## Work to complete
Could you write the next part of the journal entry reacting to the Gemini horoscope, starting right after its final sentence?

May. 29th, 2012

ceitfianna: (Star Trek dare to dream)
GEMINI (May 21-June 20): Your core meditation this week is Oscar Wilde's
belief that disobedience is a primal virtue. Be ingeniously, pragmatically,
and cheerfully disobedient, Gemini! Harness your disobedience so that it
generates outbreaks of creative transformation that improve your life. For
inspiration, read this passage by Robert Anton Wilson: "Every fact of
science was once damned. Every invention was considered impossible.
Every discovery was a nervous shock to some orthodoxy. Every artistic
innovation was denounced as fraud and folly. The entire web of culture
and progress, everything on earth that is man-made and not given to us
by nature, is the concrete manifestation of someone's refusal to bow to
Authority. We would be no more than the first apelike hominids if it were
not for the rebellious, the recalcitrant, and the intransigent."


Well, Uncle Rob, I have no idea what to make of that. Today I feel the weight of summer and waiting to hear about the last job sitting on me alongside my body being sore and awful. I have all these ideas and worries swirling around in my head from working on XMFC plot stuff in Milliways and not wanting to be too bossy, but also going I want all the threads and overthinking to worrying about the last librarian blog post I wrote and was it too honest. I don't feel how to be terribly disobedient at the moment, but its something to think on. Maybe its a reminder to stop worrying so much about spending my tax refund and instead go, if I see something I should do it just like that. It might also be that I'm feeling a little sharp at the moment, mainly due to the waiting but its okay to say, this is what I need now.

## Data under study
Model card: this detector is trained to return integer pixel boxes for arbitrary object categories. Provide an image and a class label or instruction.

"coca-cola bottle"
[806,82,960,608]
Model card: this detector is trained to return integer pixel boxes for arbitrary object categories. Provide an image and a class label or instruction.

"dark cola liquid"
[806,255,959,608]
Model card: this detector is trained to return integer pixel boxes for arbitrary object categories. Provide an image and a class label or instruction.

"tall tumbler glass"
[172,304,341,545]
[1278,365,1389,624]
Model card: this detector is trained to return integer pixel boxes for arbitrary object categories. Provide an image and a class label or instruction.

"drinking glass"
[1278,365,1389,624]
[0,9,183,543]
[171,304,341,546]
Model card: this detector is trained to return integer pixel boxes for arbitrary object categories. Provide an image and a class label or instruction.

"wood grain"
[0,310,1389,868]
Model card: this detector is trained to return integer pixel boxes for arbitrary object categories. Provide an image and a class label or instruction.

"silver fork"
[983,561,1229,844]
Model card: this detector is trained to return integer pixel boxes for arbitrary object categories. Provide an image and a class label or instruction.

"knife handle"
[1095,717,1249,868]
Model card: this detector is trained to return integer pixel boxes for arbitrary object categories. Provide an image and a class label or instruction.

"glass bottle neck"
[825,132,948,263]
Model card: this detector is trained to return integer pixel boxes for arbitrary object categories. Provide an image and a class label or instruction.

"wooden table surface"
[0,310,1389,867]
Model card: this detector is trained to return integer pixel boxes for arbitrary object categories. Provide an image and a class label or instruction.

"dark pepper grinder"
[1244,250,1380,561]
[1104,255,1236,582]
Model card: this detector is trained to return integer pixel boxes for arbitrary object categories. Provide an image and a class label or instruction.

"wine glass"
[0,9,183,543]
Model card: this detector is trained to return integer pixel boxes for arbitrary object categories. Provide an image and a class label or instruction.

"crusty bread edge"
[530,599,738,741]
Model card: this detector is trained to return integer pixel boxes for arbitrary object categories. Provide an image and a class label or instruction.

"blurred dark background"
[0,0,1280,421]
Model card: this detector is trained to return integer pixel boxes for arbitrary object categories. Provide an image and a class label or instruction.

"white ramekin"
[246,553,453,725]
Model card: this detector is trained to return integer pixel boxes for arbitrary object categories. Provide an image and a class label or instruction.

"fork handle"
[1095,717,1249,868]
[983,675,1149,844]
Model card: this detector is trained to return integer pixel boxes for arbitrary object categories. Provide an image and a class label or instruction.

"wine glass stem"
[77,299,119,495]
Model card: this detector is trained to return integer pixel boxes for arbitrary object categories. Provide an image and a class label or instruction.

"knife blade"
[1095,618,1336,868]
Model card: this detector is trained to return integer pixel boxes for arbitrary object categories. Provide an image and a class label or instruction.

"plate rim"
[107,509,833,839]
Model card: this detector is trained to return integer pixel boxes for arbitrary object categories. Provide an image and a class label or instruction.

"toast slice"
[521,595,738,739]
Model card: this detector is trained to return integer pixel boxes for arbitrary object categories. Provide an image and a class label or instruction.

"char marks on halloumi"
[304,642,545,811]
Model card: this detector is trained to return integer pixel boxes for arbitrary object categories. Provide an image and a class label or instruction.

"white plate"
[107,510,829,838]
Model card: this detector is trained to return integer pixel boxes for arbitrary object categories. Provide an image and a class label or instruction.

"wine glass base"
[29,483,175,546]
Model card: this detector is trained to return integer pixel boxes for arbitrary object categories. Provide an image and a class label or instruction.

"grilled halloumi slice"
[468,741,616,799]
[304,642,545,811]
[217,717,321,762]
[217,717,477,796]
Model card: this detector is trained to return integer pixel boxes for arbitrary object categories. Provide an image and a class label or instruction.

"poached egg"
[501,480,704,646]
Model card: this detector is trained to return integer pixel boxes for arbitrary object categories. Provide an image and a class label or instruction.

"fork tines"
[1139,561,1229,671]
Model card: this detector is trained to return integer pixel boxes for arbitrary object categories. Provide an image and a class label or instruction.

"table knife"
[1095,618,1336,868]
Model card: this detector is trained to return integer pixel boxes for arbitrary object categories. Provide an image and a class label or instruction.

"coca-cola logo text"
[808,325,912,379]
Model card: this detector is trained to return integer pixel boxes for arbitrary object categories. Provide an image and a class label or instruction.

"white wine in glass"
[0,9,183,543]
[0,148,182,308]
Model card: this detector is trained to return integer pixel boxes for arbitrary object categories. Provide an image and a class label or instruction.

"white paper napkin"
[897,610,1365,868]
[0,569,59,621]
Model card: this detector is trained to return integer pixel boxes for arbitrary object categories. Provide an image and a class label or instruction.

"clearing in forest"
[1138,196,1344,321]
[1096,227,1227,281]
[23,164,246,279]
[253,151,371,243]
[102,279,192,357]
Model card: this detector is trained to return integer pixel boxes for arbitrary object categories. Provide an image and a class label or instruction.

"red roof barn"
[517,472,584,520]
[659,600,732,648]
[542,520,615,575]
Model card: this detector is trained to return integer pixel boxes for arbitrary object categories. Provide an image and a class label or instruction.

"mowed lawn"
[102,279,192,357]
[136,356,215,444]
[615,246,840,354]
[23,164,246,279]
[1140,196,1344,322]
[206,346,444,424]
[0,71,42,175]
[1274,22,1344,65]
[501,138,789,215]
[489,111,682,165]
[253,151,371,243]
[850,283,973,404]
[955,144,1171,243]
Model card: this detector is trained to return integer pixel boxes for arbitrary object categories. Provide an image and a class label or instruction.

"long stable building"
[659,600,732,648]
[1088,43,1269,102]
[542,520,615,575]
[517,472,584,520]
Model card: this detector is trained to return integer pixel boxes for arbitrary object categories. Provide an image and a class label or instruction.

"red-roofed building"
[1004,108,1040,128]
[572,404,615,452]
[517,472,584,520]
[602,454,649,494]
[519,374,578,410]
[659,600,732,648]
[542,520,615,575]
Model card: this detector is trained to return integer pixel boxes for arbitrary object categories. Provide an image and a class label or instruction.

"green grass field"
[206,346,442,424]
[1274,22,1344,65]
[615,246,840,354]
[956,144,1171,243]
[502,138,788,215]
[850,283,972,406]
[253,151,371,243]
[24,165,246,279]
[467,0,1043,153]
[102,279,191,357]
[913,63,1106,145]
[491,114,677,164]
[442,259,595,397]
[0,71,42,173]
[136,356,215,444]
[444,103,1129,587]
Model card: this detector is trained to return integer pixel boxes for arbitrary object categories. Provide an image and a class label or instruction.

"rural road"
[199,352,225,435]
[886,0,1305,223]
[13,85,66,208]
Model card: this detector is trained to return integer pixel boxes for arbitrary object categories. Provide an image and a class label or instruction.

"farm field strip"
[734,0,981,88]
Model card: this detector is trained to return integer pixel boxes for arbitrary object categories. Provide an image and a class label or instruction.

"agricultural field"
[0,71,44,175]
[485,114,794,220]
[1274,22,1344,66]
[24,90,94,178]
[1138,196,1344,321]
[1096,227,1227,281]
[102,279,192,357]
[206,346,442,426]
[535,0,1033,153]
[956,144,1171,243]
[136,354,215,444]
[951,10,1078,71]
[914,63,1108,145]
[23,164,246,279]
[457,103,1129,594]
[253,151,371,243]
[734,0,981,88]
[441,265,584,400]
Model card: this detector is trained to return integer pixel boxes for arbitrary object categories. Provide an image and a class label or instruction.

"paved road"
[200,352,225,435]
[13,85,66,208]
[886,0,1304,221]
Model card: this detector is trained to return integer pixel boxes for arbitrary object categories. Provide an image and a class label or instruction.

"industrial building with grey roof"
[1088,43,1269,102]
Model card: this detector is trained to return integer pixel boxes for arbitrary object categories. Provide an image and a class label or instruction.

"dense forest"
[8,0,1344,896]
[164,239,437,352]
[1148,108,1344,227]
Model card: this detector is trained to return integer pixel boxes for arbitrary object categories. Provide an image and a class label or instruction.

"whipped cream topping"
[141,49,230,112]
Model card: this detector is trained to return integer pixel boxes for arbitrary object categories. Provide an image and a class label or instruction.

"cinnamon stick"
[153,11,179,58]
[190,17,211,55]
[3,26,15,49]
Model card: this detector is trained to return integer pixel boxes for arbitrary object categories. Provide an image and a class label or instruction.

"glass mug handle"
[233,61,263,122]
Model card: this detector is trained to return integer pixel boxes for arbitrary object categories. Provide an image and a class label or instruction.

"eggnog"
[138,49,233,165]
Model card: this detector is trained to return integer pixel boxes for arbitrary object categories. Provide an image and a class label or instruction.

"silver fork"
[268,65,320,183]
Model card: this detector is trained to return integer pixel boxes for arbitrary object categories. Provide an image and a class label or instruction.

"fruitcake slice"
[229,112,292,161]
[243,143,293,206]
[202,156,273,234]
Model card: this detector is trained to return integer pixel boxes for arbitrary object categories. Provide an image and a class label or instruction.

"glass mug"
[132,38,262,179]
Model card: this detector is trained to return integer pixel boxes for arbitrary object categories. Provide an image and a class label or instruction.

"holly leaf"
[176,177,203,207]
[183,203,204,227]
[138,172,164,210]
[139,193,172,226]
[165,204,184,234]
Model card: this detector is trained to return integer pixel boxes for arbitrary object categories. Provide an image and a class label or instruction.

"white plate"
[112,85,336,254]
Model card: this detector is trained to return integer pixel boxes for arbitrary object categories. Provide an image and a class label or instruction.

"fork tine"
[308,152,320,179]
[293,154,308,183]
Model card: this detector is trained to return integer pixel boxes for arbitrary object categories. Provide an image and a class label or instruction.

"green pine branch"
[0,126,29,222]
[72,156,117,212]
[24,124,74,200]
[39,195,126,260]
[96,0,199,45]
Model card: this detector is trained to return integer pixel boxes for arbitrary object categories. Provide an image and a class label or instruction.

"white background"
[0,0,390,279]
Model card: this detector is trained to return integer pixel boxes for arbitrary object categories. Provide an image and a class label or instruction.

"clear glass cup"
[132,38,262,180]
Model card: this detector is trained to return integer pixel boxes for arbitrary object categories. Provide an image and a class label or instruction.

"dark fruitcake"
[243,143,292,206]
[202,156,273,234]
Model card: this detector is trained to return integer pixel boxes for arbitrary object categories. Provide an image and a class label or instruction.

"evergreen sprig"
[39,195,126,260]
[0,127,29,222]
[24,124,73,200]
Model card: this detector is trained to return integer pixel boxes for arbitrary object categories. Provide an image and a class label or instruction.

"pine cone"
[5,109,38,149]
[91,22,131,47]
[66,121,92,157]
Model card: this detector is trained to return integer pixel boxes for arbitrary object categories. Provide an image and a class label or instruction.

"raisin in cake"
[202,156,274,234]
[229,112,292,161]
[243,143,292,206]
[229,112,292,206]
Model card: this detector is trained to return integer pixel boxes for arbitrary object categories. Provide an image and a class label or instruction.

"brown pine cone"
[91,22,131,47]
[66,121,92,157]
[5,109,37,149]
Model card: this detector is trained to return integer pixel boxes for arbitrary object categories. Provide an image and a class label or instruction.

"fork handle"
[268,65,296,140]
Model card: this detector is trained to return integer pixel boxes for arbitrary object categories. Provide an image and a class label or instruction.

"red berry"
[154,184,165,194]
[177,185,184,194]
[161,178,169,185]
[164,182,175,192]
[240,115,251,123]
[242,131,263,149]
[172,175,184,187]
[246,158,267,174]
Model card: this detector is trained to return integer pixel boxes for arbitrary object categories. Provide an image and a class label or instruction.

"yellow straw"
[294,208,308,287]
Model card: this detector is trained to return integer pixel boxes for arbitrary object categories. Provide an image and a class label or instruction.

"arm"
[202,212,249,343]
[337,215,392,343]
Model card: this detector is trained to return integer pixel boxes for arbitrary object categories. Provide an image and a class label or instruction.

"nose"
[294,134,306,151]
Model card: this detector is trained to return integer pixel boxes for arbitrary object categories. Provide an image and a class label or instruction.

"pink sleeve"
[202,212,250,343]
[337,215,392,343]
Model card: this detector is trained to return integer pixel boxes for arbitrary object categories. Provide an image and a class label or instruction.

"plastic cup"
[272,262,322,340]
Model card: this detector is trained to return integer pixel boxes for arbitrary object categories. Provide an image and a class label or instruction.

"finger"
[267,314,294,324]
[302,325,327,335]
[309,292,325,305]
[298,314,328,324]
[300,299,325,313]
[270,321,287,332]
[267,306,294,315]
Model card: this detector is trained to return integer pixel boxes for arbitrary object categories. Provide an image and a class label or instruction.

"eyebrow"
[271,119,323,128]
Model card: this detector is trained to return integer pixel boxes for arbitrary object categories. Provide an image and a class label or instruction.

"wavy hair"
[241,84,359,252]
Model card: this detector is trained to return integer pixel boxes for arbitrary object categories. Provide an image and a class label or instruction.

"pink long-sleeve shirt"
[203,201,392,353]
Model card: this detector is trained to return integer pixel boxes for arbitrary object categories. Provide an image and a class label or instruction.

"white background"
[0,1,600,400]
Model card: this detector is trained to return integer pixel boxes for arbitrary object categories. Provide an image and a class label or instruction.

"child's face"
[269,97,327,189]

## Exercise response
Yesterday at the cookout, I was talking about the characters I roleplay and how I tend to play fixers who forget to look after themselves, mainly because this is the kind of person I am. Perhaps I'll take my coming birthday as an excuse to indulge and take care of myself first.

My birthday's coming up in under two weeks now and [personal profile] dodger_sister has offered to take me out to dinner or a movie, probably Snow White and the Huntsman, which sounds wonderful. Yesterday I hung out with her and various friends for a cookout and talking about family, fandom and playing the six degrees game with actors, which is hard. It was a really lovely day and life is overall good, today I just feel a little tired.